◆ WHAT NEEDS TO BE DONE
Extract every line in the items below that contains the string "pedestal" and copy each one unchanged. Matching is case-sensitive.

◆ EXCERPTED RECORDS
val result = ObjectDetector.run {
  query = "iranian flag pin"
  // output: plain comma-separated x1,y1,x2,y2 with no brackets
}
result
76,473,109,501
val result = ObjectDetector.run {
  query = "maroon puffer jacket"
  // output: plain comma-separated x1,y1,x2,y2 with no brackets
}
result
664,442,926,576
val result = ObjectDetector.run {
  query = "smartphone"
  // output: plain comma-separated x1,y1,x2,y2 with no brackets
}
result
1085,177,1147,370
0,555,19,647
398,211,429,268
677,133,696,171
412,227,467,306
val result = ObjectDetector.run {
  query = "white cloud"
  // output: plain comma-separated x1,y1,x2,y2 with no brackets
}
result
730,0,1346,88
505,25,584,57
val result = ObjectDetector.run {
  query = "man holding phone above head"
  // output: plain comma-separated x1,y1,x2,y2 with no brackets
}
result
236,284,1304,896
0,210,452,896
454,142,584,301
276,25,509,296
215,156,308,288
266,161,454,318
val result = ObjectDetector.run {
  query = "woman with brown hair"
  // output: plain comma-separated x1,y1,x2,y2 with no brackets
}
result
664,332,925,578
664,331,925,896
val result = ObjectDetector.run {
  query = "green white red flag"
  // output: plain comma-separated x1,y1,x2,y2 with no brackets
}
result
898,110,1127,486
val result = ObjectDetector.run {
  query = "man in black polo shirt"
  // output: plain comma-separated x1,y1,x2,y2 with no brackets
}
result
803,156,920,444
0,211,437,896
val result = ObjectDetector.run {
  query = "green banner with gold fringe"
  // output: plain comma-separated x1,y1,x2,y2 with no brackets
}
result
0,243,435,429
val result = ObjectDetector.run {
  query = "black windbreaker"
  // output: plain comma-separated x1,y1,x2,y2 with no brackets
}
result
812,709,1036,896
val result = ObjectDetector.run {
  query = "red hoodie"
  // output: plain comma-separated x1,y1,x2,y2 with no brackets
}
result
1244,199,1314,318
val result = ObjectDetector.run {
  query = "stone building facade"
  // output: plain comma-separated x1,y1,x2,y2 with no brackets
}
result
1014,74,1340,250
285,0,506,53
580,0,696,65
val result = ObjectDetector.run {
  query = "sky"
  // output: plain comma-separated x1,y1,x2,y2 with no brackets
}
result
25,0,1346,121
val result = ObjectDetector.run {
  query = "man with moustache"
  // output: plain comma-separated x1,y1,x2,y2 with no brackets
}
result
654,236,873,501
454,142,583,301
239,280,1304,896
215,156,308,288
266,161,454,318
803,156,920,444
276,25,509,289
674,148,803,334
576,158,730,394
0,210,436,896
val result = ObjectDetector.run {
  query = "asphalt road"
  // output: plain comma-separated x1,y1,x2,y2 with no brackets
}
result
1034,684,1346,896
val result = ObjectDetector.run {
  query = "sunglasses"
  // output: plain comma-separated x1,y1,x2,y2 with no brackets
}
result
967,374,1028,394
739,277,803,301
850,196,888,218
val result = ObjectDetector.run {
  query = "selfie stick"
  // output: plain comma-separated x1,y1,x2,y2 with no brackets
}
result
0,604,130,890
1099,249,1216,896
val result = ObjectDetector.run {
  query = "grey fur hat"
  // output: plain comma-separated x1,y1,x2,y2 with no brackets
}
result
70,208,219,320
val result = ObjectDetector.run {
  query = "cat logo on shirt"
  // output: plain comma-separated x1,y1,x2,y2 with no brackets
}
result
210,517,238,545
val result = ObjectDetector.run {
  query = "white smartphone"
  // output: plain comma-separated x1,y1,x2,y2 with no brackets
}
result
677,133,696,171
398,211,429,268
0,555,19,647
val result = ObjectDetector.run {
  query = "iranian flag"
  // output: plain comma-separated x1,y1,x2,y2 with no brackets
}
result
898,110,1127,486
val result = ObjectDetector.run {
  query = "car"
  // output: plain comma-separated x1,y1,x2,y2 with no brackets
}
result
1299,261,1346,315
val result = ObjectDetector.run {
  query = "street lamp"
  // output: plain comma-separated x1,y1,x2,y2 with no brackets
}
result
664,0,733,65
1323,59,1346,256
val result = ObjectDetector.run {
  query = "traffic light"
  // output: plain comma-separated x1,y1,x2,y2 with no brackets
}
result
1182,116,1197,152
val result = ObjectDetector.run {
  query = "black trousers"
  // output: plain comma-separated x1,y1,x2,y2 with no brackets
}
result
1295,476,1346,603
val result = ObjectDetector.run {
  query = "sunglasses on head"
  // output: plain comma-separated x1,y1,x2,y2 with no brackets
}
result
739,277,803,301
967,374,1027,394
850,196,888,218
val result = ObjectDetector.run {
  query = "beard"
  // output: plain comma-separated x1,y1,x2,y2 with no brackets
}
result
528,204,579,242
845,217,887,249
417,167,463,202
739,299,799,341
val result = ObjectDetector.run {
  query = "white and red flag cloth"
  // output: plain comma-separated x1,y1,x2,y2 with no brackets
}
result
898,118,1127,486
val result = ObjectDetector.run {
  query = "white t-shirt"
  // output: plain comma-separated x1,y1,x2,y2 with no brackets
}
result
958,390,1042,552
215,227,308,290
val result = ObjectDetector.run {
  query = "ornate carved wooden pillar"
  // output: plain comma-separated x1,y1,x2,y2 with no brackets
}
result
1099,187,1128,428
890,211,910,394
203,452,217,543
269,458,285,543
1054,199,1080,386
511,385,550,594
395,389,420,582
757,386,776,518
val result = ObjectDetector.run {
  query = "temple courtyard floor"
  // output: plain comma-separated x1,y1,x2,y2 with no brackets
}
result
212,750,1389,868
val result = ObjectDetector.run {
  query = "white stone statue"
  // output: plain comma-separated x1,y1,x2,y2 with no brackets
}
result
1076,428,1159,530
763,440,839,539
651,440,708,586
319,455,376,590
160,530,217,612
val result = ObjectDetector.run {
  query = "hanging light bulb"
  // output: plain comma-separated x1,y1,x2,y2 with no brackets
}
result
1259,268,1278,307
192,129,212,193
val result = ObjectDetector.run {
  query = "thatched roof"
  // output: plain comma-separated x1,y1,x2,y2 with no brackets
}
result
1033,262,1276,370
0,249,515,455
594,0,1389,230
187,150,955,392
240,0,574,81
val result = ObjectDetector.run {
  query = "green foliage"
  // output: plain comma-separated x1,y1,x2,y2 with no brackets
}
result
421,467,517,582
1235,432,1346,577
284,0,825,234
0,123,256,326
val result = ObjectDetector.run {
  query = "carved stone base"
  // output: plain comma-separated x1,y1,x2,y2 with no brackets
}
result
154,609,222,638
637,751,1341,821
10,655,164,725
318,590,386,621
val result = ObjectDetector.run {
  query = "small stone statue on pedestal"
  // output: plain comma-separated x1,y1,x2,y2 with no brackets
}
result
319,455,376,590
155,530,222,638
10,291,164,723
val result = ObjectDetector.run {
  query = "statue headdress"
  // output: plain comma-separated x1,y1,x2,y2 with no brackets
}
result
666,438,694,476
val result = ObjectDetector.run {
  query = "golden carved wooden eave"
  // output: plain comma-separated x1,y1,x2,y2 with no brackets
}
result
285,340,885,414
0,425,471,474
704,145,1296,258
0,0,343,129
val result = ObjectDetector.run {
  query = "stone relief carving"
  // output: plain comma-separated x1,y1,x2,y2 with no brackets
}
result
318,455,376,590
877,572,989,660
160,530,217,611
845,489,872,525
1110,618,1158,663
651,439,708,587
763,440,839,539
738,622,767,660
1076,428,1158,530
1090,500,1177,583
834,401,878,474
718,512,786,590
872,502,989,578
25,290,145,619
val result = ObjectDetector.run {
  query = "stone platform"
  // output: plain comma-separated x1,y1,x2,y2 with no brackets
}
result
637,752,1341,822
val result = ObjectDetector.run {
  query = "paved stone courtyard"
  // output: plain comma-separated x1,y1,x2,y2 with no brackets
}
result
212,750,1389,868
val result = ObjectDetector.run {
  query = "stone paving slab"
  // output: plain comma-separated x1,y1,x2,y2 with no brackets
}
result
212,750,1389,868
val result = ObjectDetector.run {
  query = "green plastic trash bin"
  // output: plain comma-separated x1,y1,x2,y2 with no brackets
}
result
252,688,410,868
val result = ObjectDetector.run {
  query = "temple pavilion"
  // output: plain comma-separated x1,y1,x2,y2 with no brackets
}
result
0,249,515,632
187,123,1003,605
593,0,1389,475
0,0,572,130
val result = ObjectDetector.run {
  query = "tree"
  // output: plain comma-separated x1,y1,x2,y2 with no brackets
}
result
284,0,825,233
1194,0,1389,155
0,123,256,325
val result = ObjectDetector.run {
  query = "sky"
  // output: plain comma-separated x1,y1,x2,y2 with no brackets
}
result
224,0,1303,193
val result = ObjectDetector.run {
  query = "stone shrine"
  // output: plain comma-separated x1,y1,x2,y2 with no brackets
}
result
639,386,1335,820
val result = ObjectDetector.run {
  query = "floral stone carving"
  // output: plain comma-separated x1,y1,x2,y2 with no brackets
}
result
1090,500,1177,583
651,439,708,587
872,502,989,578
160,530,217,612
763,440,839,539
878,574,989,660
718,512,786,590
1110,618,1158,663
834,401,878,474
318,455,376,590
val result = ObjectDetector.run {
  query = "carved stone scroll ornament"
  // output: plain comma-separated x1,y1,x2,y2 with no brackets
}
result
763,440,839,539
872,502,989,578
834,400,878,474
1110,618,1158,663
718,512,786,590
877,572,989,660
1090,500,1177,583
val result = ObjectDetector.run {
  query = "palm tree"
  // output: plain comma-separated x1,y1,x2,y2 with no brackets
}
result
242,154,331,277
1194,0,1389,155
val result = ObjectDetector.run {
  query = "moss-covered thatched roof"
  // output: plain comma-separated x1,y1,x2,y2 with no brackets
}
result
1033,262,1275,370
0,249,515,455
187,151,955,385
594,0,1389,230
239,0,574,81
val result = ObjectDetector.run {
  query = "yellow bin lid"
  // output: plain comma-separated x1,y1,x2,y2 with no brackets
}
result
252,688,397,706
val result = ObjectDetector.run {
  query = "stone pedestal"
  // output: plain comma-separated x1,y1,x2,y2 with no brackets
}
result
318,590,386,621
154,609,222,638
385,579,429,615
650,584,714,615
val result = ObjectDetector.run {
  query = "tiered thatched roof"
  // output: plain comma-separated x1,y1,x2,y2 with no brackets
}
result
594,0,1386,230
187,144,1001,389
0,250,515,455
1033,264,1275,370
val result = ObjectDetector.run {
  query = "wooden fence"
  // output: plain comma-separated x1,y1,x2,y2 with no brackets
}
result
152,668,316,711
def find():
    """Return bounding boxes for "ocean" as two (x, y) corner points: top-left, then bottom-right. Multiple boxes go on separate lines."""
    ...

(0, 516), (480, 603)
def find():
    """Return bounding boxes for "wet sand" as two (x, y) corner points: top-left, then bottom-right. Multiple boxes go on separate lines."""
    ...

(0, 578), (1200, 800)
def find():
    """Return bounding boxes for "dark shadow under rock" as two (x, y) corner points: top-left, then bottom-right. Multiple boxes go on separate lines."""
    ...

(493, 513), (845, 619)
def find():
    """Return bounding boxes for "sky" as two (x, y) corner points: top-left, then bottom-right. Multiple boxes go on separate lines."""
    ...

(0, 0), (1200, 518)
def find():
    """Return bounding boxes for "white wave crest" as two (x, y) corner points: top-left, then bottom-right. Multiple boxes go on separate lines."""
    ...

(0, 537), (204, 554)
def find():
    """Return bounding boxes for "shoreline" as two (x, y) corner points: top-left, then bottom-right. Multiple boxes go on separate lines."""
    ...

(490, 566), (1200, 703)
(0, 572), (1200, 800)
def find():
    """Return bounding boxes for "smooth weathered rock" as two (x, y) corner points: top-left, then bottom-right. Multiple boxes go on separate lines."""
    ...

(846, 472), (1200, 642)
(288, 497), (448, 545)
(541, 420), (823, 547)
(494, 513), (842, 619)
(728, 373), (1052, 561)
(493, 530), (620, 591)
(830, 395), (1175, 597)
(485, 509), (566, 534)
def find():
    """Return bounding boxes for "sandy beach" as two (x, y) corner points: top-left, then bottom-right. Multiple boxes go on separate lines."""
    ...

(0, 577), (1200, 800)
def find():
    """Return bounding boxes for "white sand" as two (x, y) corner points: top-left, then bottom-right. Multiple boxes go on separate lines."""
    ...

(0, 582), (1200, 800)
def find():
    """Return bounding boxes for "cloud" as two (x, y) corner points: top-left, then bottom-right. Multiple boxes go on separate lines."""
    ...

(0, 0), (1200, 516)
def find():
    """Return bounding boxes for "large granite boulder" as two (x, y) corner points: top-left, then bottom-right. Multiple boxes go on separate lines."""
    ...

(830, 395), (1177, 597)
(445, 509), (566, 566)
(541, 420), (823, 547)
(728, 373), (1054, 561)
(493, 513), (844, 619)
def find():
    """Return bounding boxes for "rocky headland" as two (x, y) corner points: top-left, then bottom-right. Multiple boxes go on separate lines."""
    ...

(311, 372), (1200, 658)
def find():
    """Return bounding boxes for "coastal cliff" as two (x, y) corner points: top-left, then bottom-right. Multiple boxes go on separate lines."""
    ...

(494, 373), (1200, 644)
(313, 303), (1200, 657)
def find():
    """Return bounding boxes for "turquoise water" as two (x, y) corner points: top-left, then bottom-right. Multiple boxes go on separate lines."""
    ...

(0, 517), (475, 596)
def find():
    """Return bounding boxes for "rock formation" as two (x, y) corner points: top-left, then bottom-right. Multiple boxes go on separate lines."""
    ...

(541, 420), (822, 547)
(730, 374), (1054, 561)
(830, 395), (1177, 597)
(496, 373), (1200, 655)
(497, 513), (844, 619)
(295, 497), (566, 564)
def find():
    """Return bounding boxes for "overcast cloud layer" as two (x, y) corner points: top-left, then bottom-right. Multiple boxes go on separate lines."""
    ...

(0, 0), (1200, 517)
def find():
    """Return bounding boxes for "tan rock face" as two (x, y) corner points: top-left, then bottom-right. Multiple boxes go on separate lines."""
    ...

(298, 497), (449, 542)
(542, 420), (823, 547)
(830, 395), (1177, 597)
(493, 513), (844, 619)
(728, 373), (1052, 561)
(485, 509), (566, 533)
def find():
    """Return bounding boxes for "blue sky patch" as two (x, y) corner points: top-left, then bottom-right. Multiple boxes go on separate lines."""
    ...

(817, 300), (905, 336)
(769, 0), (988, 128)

◆ EXERCISE ANSWER
  query = "small stone statue on pedestal"
  query = "stone pedestal"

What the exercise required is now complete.